→ What you are asked to do: Reproduce every line of the records below without changing anything.

→ Material provided:
------------
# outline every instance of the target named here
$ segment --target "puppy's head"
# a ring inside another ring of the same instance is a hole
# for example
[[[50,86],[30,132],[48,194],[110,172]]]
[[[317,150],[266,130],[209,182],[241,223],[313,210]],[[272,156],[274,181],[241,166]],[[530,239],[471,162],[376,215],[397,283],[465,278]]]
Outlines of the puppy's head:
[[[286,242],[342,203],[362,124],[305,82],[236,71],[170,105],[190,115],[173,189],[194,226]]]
------------
→ Solution for this task:
# outline every instance of the target named here
$ segment --target "puppy's head"
# a ring inside another ring of the same instance is a hole
# for example
[[[50,86],[30,132],[48,194],[110,172]]]
[[[317,150],[266,130],[209,182],[241,223],[313,210]],[[272,156],[274,181],[241,166]],[[530,239],[471,162],[376,215],[397,283],[465,278]]]
Outlines of the puppy's head:
[[[286,242],[342,203],[362,124],[305,82],[236,71],[170,105],[190,115],[173,189],[194,226]]]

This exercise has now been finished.